**Excerto do documento:**
※
Retomo uma questão que frequentemente aqui abordo, a violência doméstica, mas hoje numa perspectiva que apesar de alguns avanços continua a ter contornos inquietantes, a situação das crianças e adolescentes envolvidas em contextos de violência doméstica.
De acordo com o relatório anual de
2021 da Comissão Nacional de Promoção dos Direitos e Protecção das Crianças e
Jovens, as situações que envolveram violência doméstica estavam entre as que
maior subida tiveram relativamente a 2020.
No Público de hoje trata-se a dramática
situação ocorrida em 2020 de uma criança de nove anos que experienciou diversos
episódios de violência doméstica que culminaram com o assassinato da mãe e o
suicídio do pai, tendo a criança assistido a esta tragédia.
O relatório desta situação foi
elaborado pela Equipa de Análise Retrospectiva de Homicídio em Violência Doméstica
que sublinha o facto da criança não ter sido considerada vítima de violência
doméstica e que a Comissão de Protecção de Crianças Jovens terá desenvolvido uma
intervenção “claramente desadequada” pois não “conseguiu identificar e
caracterizar a situação grave de perigo em que esta criança se encontrava, não
percepcionou a agudização do conflito familiar em que estava envolvida, não a
tratou realmente como um autónomo sujeito de direitos e não se mostrou
habilitada a definir uma linha de rumo capaz de garantir a sua protecção e
promoção do desenvolvimento”. Uma avaliação no mesmo sentido é dirigida à
equipa de saúde familiar que conhecia também a situação.
A imprensa de hoje refere um
trabalho de uma equipa do Centro de Estudos Interdisciplinares da Universidade
Lusófona que envolveu 1205 crianças filhas de 1010 mulheres que nos anos de 2014,
2015 e 1016 apresentaram queixa por violência doméstica.
Em termos sintéticos, a taxa de
retenção no seu trajecto escolar é cinco vezes a superior à restante população
escolar, revelam mais perturbação da sua saúde mental e mobilizam mais
comportamentos ilícitos em contexto escolar, maiores níveis de consumo de
álcool ou drogas. Trata-se de facto, de um quadro preocupante e indicador do
caminho que importa percorrer.
Em Setembro de 2021 foi
formalmente anunciada a constituição de 31 equipas para apoio a crianças e
jovens vítimas de violência doméstica. Estas equipas integram as Respostas de
Apoio Psicológico para crianças e jovens atendidos ou acolhidos na Rede
Nacional de Apoio às Vítimas de Violência Doméstica.
Importa ainda registar que em
Julho de 2021 foi finalmente aprovado o estatuto de vítima para as crianças e
jovens em contexto de violência doméstica algo reclamado de há muito pelo
Instituto de Apoio à Criança e pela a Ordem dos Advogados.
※
[Itens guardados]
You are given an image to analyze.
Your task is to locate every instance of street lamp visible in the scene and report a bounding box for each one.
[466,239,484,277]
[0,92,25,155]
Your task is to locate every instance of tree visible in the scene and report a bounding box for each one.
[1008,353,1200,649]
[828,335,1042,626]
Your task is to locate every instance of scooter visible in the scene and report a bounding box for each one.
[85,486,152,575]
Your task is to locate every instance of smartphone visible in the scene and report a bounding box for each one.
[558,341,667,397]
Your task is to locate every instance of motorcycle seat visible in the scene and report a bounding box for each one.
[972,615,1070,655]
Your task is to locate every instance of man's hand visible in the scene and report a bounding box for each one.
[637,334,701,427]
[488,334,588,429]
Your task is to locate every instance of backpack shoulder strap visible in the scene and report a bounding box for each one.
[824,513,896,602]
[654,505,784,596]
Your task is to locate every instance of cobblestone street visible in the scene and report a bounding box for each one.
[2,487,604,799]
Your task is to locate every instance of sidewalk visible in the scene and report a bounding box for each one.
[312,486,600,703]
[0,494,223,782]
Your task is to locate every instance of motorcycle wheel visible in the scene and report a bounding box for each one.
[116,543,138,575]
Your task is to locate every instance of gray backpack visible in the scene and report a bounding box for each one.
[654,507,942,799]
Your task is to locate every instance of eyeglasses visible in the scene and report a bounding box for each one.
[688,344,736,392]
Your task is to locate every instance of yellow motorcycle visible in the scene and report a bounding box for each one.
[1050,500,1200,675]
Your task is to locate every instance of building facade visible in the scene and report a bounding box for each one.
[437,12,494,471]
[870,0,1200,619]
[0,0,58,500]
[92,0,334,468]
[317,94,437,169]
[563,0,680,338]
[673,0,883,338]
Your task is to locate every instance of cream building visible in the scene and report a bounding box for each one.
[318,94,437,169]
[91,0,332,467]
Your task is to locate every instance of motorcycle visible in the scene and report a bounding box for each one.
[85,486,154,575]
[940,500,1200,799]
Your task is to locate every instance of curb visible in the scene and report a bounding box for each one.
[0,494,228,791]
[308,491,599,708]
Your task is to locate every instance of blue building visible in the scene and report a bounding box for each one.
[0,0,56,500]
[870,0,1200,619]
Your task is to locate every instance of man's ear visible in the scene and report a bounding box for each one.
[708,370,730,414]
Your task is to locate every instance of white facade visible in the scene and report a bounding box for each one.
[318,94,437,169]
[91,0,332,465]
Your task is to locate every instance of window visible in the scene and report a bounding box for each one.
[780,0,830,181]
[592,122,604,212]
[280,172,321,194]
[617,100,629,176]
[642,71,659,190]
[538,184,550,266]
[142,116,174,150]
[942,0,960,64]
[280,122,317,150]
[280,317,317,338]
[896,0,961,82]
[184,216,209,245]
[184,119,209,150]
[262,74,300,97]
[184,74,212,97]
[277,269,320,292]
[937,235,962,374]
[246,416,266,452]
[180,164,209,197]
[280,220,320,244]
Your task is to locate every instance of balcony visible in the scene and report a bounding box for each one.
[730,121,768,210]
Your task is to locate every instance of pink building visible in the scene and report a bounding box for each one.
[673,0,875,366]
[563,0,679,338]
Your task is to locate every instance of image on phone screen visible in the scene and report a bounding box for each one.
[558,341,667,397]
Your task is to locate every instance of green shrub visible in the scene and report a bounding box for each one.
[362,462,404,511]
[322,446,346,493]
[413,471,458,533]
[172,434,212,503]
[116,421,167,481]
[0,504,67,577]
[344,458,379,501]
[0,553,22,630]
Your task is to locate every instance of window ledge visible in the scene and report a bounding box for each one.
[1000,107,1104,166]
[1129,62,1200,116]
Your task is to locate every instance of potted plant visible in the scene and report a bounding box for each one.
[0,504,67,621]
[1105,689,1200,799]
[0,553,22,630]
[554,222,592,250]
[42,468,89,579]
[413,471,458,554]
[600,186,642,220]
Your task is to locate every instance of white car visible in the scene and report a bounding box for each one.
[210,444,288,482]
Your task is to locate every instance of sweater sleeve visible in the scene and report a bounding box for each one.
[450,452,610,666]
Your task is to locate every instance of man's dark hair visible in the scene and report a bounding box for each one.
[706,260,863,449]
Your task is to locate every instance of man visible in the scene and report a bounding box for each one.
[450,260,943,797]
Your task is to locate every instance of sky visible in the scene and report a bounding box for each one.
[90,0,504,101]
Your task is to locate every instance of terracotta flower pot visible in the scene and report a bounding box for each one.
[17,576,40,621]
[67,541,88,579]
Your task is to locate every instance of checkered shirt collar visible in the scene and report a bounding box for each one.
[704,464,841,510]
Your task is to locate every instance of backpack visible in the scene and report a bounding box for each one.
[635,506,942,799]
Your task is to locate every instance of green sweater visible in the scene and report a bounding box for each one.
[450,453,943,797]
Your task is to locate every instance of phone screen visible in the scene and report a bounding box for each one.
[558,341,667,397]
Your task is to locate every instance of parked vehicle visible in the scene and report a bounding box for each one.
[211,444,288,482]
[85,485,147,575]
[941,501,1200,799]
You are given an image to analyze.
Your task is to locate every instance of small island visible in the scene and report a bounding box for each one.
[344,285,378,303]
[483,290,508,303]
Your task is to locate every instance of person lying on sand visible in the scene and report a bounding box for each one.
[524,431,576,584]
※
**Instruções de trabalho:**
a) Responda a estas perguntas com base no texto sobre crianças e violência doméstica:
(i) Que idade tinha a criança cujo caso, ocorrido em 2020, é tratado no Público?
(ii) Quantas equipas de apoio a crianças e jovens vítimas de violência doméstica foram anunciadas em setembro de 2021?
(iii) Em que mês e ano foi aprovado o estatuto de vítima para as crianças e jovens em contexto de violência doméstica?
b) Traduza para inglês esta frase do texto sobre crianças e violência doméstica: "Em Setembro de 2021 foi formalmente anunciada a constituição de 31 equipas para apoio a crianças e jovens vítimas de violência doméstica."
c) Prossiga a redação do texto sobre crianças e violência doméstica a partir da sua última frase.
Os registos constituem material à parte, independente do texto.

**Soluções do exercício:**
a)
(i) Nove anos.
(ii) 31 equipas.
(iii) Julho de 2021.

b) In September 2021, the formation of 31 teams to support children and young people who are victims of domestic violence was formally announced.

c)
Para além de sublinhar os danos
potenciais que esta exposição pode provocar nas crianças ou adolescentes, como o
estudo agora divulgado mostra de forma bem elucidativa, gostava de chamar a
atenção para um outro potencial efeito nas crianças que assistem a episódios,
por vezes violentos, de violência doméstica, os modelos de relação pessoal que
são interiorizados. Aliás, nos últimos anos tem-se verificado que a maioria das
queixas de violência doméstica é apresentada por mulheres jovens o que permite
pensar em crianças pequenas que assistirão a estes episódios e nas potenciais
consequências. Nesse sentido, operacionalização das equipas de apoio foi uma
boa notícia e desejo que o trabalho esteja em desenvolvimento.
Numa avaliação por defeito aos
casos participados de violência doméstica, estima-se que cerca de um terço serão
testemunhados por crianças. Se considerarmos que existem muitíssimas situações
não reportadas, pode concluir-se que estas testemunhas, por vezes também
vítimas, serão em número bem mais elevado.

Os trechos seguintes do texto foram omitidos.